=== Begin Enclosure ===
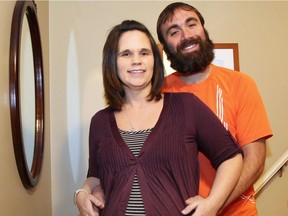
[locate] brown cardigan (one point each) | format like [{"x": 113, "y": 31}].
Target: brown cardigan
[{"x": 167, "y": 166}]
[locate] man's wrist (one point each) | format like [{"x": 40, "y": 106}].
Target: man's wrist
[{"x": 76, "y": 193}]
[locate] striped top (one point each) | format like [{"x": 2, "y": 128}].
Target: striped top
[{"x": 135, "y": 141}]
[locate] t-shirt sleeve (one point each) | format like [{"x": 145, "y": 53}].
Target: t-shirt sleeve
[{"x": 252, "y": 120}]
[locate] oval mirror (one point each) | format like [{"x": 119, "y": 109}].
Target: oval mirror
[{"x": 26, "y": 88}]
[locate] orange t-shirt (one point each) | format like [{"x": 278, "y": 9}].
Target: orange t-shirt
[{"x": 235, "y": 99}]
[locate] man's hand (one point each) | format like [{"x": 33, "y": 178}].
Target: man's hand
[
  {"x": 89, "y": 204},
  {"x": 198, "y": 206}
]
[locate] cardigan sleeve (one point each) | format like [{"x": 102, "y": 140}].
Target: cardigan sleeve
[{"x": 212, "y": 138}]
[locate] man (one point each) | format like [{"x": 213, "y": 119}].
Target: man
[{"x": 231, "y": 95}]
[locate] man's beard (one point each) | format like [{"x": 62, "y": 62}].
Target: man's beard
[{"x": 191, "y": 63}]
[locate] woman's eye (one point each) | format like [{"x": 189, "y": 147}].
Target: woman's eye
[
  {"x": 144, "y": 53},
  {"x": 123, "y": 54}
]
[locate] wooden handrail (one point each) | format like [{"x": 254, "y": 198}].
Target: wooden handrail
[{"x": 268, "y": 175}]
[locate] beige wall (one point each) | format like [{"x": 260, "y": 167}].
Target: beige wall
[
  {"x": 74, "y": 35},
  {"x": 15, "y": 200}
]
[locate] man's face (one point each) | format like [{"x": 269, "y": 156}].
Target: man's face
[{"x": 187, "y": 44}]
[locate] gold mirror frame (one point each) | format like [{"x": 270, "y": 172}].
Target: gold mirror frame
[{"x": 29, "y": 178}]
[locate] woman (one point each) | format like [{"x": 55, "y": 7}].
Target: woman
[{"x": 143, "y": 147}]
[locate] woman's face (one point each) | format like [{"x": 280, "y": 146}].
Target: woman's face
[{"x": 135, "y": 61}]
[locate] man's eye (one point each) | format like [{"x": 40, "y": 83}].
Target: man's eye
[
  {"x": 173, "y": 33},
  {"x": 125, "y": 54},
  {"x": 192, "y": 25}
]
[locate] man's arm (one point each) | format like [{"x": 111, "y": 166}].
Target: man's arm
[{"x": 254, "y": 161}]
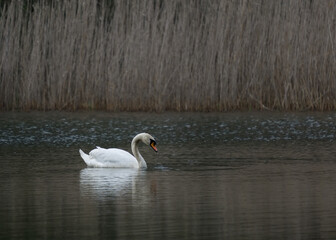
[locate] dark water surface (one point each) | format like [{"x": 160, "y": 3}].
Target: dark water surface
[{"x": 216, "y": 176}]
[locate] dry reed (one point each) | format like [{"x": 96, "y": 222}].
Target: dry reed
[{"x": 149, "y": 55}]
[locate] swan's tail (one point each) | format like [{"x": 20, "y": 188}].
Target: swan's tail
[{"x": 85, "y": 157}]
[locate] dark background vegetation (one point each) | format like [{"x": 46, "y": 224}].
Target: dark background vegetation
[{"x": 148, "y": 55}]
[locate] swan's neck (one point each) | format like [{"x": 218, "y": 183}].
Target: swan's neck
[{"x": 136, "y": 153}]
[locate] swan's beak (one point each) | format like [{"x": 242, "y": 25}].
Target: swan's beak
[{"x": 153, "y": 146}]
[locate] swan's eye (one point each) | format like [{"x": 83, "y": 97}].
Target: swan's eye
[{"x": 152, "y": 144}]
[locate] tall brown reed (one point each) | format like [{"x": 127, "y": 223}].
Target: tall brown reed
[{"x": 153, "y": 55}]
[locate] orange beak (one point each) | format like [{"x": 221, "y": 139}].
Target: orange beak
[{"x": 153, "y": 146}]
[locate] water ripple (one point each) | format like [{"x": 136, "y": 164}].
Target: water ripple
[{"x": 106, "y": 128}]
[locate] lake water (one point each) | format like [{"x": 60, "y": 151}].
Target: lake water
[{"x": 216, "y": 176}]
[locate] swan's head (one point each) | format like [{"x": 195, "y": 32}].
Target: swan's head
[{"x": 150, "y": 141}]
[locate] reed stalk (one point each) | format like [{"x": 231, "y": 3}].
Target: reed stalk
[{"x": 149, "y": 55}]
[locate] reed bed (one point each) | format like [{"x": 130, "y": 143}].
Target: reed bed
[{"x": 149, "y": 55}]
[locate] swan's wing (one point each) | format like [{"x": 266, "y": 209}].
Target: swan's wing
[{"x": 113, "y": 157}]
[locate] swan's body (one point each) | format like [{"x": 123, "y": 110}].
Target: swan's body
[{"x": 118, "y": 158}]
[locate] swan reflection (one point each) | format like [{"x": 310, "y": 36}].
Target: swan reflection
[{"x": 103, "y": 182}]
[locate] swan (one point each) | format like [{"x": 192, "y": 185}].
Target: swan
[{"x": 118, "y": 158}]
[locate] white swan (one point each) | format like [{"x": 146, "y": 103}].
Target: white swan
[{"x": 118, "y": 158}]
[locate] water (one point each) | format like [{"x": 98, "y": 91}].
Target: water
[{"x": 216, "y": 176}]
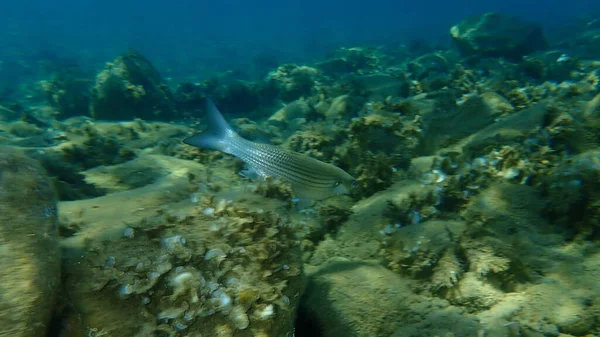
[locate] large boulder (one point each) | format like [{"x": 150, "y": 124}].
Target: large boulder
[
  {"x": 29, "y": 251},
  {"x": 130, "y": 87},
  {"x": 497, "y": 35}
]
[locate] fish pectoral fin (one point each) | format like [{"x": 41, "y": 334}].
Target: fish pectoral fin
[
  {"x": 306, "y": 193},
  {"x": 303, "y": 203},
  {"x": 252, "y": 173}
]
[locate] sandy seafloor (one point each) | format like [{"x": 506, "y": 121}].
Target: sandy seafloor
[{"x": 477, "y": 211}]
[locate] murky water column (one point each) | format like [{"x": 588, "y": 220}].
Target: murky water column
[{"x": 29, "y": 250}]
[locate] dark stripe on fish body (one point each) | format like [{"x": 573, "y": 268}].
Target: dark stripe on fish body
[
  {"x": 292, "y": 172},
  {"x": 288, "y": 165}
]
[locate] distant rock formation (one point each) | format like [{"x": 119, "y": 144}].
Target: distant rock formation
[
  {"x": 130, "y": 87},
  {"x": 497, "y": 35}
]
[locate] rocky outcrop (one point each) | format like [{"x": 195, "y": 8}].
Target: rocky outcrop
[
  {"x": 29, "y": 251},
  {"x": 494, "y": 35},
  {"x": 130, "y": 87}
]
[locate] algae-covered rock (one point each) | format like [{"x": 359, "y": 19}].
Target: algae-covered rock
[
  {"x": 131, "y": 87},
  {"x": 29, "y": 251},
  {"x": 162, "y": 255},
  {"x": 494, "y": 35},
  {"x": 69, "y": 93},
  {"x": 294, "y": 81}
]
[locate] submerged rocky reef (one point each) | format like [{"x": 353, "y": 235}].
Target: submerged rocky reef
[{"x": 475, "y": 211}]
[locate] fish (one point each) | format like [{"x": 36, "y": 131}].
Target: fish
[{"x": 310, "y": 179}]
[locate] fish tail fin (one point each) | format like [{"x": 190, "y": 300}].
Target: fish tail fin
[{"x": 218, "y": 133}]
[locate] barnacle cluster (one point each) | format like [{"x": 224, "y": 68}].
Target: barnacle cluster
[{"x": 219, "y": 270}]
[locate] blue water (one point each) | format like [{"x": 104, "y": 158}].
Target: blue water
[{"x": 180, "y": 35}]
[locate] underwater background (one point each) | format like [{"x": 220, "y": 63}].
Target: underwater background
[{"x": 432, "y": 169}]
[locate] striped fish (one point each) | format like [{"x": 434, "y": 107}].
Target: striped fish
[{"x": 310, "y": 178}]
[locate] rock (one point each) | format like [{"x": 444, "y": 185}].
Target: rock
[
  {"x": 69, "y": 93},
  {"x": 294, "y": 81},
  {"x": 29, "y": 251},
  {"x": 497, "y": 35},
  {"x": 291, "y": 111},
  {"x": 356, "y": 298},
  {"x": 130, "y": 87},
  {"x": 165, "y": 254},
  {"x": 381, "y": 86}
]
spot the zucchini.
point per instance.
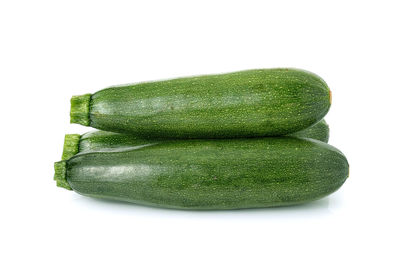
(209, 174)
(319, 131)
(104, 141)
(263, 102)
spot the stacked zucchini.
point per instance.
(246, 139)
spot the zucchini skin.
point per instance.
(108, 141)
(319, 131)
(209, 174)
(252, 103)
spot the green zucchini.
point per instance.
(209, 174)
(263, 102)
(103, 140)
(319, 131)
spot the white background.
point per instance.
(51, 50)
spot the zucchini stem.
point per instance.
(71, 145)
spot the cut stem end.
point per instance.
(71, 146)
(60, 169)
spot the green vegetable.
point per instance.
(319, 131)
(106, 141)
(209, 174)
(264, 102)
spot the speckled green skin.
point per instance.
(263, 102)
(319, 131)
(211, 174)
(108, 141)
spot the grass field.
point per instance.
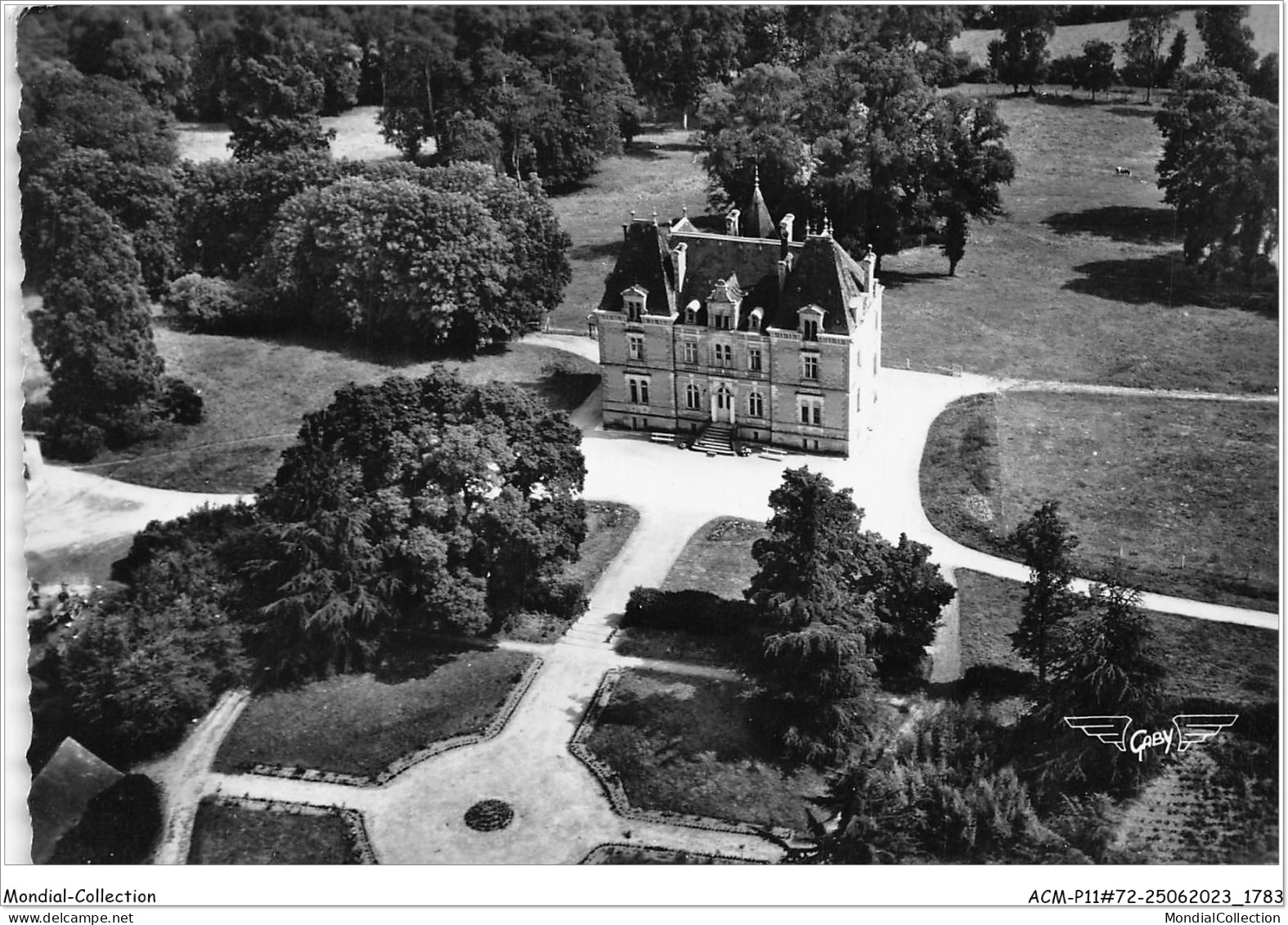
(687, 745)
(257, 393)
(1263, 20)
(1082, 280)
(357, 136)
(1225, 662)
(1154, 478)
(715, 559)
(718, 558)
(360, 725)
(235, 835)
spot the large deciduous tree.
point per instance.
(1144, 48)
(1046, 546)
(393, 262)
(1021, 56)
(817, 670)
(101, 137)
(419, 504)
(1220, 170)
(972, 163)
(94, 333)
(860, 138)
(909, 595)
(1097, 71)
(146, 670)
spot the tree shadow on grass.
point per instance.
(589, 251)
(1133, 111)
(1133, 224)
(371, 351)
(894, 279)
(1164, 280)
=== End Enclosure ===
▶ TASK PROMPT
Set down, exactly as they appear above, all lines from the one that has "spot the green zucchini." down to the one that has "spot the grass field.", including those two and no others.

▶ ANSWER TO THIS PROBLEM
spot the green zucchini.
point per instance.
(209, 174)
(263, 102)
(103, 140)
(319, 131)
spot the white background.
point per instance.
(51, 50)
spot the zucchini stem.
point per instance.
(71, 145)
spot the cut stem end.
point per instance.
(71, 146)
(60, 169)
spot the green vegetable.
point per instance.
(319, 131)
(106, 141)
(209, 174)
(264, 102)
spot the speckled green skin.
point per instance.
(263, 102)
(319, 131)
(211, 174)
(108, 141)
spot the grass field.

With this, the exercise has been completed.